* **WHAT IS REQUIRED**
Report how many lines in the material below contain the string "window", with case counting, and give only the number.

* **AVAILABLE DATA**
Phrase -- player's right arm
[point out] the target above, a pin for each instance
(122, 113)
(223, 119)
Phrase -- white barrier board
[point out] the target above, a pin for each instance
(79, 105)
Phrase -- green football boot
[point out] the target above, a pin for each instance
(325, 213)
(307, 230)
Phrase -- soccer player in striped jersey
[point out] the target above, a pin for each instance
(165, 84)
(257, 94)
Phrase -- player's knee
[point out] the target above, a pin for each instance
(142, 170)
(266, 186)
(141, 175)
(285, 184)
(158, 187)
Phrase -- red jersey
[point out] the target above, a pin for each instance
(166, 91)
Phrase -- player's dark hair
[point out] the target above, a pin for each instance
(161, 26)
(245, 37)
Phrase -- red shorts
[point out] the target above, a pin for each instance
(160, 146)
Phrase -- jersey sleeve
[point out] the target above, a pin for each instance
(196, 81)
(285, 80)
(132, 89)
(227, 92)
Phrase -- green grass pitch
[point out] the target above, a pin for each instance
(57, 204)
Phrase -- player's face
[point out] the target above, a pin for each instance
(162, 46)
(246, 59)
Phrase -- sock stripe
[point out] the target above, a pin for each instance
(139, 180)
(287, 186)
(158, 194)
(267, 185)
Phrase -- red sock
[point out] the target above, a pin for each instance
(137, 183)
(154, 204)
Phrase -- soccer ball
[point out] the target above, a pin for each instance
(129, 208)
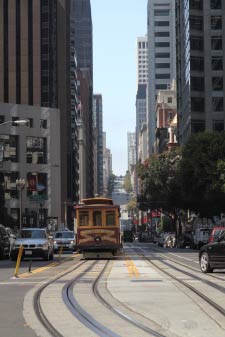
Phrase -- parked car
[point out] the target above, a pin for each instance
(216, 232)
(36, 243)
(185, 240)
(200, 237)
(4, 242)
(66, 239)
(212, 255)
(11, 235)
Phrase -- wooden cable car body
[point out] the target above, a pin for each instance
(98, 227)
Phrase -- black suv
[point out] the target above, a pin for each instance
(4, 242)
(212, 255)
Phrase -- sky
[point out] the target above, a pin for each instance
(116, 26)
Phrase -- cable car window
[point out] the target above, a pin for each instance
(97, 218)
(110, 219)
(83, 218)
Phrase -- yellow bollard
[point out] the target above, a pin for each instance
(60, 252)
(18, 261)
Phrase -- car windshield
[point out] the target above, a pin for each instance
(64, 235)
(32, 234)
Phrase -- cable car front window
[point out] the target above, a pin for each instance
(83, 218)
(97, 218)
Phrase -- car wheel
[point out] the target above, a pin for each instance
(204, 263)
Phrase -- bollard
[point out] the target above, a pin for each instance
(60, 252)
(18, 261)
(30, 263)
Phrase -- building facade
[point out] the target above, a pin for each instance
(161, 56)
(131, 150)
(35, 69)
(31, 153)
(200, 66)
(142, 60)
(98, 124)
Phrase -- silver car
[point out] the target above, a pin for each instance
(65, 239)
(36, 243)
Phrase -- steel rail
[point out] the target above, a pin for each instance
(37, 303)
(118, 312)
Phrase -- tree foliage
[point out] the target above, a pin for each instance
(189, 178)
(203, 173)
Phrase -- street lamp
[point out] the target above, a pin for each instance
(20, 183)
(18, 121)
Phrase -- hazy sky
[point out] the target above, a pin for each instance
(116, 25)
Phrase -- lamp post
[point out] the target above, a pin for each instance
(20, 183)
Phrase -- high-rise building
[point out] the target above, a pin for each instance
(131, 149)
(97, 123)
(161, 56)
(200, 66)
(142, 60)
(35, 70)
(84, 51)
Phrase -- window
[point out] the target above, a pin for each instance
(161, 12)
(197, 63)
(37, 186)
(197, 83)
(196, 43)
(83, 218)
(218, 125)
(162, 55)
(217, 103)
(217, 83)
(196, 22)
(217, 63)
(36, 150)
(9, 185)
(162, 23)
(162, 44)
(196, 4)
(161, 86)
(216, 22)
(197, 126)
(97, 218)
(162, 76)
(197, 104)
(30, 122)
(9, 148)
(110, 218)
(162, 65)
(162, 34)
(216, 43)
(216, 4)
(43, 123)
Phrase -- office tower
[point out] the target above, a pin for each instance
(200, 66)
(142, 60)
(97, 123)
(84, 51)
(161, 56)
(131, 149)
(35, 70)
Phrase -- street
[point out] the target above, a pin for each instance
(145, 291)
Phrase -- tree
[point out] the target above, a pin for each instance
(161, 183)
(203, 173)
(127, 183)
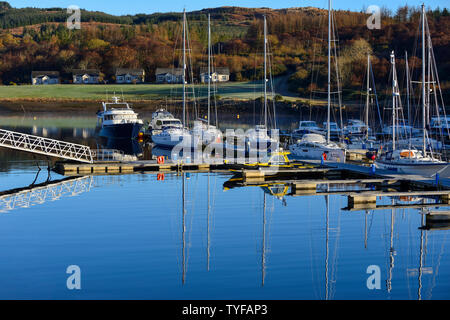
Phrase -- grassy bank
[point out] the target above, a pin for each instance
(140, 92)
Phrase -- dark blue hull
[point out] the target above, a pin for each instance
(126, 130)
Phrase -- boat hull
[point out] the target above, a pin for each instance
---
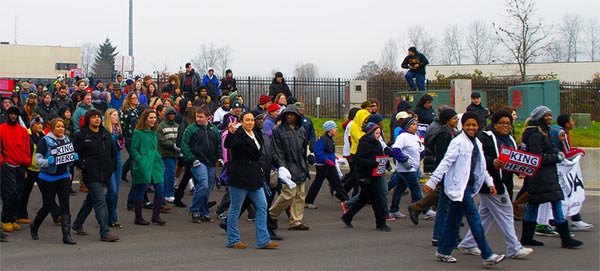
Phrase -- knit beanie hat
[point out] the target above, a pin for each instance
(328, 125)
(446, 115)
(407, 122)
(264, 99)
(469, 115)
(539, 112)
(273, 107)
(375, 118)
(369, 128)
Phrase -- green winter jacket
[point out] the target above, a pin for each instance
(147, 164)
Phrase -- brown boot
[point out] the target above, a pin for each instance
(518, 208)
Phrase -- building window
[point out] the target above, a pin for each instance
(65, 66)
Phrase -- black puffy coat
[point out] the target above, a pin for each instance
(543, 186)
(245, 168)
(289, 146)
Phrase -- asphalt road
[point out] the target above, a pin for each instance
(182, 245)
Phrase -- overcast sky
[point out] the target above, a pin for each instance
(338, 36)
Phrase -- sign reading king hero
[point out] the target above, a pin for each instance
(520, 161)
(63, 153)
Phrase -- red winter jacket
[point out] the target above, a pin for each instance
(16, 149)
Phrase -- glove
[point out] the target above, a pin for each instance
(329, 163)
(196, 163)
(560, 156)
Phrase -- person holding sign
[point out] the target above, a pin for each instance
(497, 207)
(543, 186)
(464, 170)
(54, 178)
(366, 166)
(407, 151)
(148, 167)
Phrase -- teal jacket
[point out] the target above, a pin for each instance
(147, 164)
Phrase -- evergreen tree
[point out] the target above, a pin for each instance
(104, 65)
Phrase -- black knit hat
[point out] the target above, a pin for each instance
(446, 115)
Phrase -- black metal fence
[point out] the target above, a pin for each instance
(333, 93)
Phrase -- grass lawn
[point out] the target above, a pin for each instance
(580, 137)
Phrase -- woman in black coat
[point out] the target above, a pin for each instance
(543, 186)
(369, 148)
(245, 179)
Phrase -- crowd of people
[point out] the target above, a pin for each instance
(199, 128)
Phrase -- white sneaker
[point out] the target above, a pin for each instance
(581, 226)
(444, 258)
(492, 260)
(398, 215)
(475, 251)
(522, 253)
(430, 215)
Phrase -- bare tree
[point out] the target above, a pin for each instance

* **CORRECT RESPONSE**
4